Locate each line in the records below that contains the word "tower" and copy those lines out.

-------- Source material

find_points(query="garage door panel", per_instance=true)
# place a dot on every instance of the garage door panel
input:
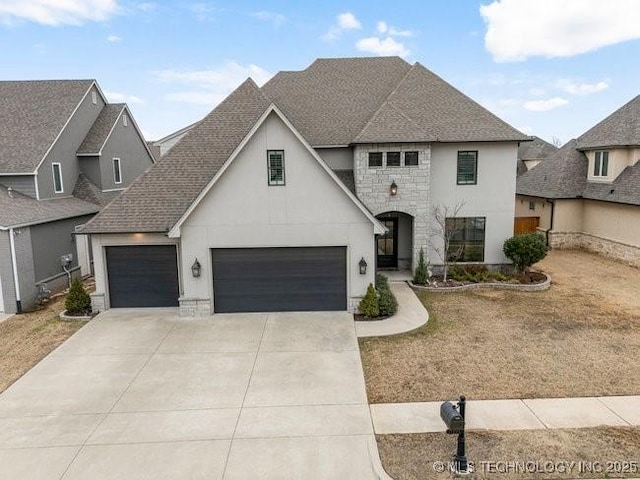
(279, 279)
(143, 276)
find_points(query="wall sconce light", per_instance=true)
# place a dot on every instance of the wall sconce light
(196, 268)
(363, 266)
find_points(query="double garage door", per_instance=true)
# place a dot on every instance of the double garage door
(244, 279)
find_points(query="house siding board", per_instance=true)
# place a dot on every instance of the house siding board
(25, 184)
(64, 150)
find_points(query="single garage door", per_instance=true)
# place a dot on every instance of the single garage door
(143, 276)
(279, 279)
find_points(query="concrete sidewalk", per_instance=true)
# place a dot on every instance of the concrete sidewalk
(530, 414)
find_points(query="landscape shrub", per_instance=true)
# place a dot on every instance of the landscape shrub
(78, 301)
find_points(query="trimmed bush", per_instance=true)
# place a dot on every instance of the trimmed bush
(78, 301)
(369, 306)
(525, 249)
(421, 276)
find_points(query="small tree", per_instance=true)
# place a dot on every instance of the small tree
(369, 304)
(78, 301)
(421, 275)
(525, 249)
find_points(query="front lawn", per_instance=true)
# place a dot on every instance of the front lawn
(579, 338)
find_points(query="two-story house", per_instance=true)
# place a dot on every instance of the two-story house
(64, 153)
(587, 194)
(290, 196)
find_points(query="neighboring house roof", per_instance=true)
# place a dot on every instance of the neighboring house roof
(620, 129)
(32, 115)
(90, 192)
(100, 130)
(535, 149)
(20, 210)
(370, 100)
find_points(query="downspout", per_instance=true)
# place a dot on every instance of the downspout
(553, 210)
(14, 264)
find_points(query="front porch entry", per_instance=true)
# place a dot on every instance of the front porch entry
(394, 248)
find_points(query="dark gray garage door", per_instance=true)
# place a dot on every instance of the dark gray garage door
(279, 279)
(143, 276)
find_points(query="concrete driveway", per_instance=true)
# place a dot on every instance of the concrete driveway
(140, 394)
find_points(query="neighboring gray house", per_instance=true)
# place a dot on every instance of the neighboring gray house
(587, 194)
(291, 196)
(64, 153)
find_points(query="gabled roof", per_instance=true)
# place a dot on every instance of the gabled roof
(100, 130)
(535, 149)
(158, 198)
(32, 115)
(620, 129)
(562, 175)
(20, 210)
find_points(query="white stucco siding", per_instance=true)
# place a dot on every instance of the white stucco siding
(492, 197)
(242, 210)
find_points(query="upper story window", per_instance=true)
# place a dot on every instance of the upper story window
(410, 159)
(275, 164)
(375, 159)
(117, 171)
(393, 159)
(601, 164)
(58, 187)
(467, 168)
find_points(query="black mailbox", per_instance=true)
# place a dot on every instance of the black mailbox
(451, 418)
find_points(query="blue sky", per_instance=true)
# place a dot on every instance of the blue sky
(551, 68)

----------------
-------- Source material

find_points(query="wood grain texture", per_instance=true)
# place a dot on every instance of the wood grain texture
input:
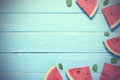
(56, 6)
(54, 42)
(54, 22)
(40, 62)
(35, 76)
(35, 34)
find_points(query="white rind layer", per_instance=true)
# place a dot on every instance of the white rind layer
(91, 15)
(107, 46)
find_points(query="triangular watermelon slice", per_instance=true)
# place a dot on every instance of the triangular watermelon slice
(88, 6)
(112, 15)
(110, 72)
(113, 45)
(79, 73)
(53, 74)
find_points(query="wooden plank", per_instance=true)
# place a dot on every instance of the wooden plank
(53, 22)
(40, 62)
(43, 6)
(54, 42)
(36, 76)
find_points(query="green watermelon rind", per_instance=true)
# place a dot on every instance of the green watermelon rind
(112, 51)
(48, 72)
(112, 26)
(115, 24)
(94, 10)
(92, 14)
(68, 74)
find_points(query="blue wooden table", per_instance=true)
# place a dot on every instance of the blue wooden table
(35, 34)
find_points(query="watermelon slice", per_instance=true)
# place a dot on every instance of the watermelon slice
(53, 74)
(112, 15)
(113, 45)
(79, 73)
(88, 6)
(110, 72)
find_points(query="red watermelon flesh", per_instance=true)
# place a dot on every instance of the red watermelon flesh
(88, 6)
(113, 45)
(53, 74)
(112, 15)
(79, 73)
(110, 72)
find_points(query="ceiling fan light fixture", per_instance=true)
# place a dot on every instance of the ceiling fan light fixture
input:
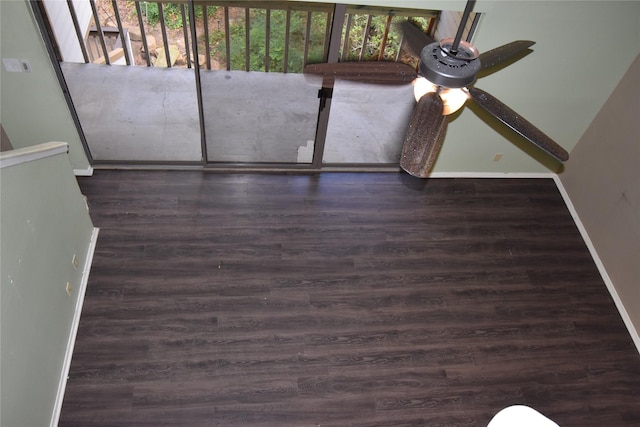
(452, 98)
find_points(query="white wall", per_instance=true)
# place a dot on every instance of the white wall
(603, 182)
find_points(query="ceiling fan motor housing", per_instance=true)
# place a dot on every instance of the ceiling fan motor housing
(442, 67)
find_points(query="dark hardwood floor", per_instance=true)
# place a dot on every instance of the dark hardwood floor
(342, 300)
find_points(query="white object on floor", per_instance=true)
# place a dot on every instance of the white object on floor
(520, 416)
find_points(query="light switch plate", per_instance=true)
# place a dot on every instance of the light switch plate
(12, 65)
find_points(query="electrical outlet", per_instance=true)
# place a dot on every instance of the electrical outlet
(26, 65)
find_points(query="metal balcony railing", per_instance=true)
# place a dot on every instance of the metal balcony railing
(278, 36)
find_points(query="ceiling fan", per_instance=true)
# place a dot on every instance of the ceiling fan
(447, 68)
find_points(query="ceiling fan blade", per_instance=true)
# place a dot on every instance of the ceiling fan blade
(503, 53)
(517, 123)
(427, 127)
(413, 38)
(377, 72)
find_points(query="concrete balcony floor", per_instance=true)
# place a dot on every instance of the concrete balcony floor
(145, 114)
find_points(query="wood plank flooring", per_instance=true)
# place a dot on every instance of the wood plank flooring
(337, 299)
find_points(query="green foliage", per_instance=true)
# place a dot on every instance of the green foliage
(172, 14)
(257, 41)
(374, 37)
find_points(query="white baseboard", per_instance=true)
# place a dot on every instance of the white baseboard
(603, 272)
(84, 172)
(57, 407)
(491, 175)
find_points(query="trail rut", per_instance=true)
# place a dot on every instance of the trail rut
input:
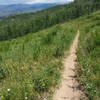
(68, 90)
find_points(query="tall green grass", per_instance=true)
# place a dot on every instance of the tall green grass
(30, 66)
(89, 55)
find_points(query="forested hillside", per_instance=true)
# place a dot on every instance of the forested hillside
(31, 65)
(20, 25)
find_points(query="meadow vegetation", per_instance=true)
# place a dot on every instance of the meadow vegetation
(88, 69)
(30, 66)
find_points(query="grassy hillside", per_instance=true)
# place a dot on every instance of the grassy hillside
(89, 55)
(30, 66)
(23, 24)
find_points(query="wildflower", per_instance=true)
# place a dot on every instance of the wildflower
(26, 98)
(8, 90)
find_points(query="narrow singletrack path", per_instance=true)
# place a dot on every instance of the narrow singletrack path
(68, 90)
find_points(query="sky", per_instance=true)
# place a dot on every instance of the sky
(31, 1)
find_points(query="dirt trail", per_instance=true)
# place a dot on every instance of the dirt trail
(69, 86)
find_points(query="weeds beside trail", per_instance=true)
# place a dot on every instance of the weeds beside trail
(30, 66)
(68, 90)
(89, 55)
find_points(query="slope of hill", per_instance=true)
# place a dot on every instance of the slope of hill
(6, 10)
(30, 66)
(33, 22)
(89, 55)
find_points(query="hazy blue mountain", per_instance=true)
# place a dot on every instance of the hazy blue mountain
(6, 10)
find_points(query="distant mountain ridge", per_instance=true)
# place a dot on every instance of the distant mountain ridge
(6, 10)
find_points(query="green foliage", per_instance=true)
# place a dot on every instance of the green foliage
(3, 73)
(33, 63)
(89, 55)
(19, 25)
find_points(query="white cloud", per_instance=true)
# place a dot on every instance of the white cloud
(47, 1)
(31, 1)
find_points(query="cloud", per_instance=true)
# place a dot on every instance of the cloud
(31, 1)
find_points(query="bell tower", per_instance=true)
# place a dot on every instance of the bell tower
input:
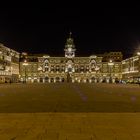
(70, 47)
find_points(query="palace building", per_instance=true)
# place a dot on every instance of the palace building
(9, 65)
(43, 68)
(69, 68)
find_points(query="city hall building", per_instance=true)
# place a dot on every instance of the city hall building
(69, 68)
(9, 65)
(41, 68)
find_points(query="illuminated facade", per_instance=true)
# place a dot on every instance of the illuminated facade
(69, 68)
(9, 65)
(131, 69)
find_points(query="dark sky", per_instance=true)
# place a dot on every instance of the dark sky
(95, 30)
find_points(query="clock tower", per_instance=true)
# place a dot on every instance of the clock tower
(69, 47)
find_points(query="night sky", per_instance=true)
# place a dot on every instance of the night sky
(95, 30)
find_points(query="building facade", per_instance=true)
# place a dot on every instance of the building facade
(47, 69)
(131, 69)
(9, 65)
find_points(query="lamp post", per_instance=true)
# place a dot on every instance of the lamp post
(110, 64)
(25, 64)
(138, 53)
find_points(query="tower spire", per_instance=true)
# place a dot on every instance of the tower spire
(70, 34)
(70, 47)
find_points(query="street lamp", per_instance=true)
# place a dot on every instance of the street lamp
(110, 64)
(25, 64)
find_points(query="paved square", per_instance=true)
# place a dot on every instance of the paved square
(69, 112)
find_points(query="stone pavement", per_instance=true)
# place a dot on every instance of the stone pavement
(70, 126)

----------------

Response to the task
find_points(query="bell tower", per_instance=true)
# place a dot on every instance of the bell tower
find_points(query="clock tower", per_instance=true)
# place a dot on every instance of the clock tower
find_points(query="tower spire", per_instance=true)
# place a dot on every instance of the tower spire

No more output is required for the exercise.